▶ [Assignment] Find every line below where the word "instance" occurs, then give how many you found and nothing else.

▶ [Data for processing]

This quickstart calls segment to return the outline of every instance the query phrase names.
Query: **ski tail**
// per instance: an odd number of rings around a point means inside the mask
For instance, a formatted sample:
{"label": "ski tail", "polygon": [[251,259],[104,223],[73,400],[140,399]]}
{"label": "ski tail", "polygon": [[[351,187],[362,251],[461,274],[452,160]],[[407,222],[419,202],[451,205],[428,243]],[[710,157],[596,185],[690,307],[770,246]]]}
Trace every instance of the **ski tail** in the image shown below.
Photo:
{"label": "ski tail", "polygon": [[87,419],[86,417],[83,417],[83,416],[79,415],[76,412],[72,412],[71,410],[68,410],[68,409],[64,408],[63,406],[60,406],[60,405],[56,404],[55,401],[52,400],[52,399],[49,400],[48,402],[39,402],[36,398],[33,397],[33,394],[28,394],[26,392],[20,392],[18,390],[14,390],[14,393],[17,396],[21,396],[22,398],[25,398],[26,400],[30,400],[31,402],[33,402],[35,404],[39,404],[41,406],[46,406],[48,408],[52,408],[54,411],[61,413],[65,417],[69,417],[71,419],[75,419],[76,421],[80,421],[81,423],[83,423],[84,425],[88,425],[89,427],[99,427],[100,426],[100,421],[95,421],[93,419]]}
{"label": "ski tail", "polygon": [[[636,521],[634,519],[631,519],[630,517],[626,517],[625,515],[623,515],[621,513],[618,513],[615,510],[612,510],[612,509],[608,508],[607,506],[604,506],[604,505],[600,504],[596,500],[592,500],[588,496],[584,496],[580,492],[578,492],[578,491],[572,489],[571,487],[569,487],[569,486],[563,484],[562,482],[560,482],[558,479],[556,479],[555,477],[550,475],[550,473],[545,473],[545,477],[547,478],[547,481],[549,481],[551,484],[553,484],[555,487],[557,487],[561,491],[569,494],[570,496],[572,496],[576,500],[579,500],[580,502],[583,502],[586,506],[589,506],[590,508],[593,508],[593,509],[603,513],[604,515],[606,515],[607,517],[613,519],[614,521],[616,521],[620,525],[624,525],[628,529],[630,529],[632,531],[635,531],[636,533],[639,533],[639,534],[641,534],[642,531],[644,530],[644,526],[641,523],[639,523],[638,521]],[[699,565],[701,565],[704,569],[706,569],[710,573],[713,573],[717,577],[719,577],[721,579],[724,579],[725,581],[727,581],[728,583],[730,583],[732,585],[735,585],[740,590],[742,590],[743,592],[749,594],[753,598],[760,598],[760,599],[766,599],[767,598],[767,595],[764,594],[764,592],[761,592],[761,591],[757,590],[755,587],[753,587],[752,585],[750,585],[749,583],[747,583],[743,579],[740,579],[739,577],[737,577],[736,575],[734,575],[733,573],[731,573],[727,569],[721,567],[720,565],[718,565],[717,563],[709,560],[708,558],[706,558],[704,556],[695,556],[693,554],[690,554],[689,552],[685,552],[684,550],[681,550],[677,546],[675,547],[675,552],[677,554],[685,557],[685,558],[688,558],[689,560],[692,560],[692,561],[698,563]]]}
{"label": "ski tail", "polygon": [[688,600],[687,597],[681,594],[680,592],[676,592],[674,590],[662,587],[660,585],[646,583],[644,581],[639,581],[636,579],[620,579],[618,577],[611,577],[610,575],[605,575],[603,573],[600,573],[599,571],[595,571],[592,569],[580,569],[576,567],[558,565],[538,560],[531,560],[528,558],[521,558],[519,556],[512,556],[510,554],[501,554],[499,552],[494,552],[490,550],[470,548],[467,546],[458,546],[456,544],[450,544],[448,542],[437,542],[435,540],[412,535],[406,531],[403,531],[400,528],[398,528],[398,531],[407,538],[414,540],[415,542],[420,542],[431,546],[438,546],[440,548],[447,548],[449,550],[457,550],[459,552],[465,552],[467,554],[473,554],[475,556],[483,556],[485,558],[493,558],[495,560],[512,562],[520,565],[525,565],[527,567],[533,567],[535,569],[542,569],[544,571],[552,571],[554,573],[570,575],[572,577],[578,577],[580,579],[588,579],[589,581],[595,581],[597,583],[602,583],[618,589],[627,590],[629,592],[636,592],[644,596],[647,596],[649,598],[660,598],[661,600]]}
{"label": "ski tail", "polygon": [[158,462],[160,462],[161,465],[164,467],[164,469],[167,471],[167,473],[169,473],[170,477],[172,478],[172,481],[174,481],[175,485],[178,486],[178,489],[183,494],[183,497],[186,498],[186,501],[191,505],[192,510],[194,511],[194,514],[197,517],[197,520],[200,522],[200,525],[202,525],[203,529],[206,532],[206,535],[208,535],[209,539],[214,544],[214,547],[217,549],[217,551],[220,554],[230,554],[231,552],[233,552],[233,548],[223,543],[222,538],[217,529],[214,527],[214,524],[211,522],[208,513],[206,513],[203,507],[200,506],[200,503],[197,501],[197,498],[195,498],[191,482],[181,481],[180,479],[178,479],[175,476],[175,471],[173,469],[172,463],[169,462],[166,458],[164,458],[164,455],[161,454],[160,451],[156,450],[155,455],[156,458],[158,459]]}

▶ [Written reply] 4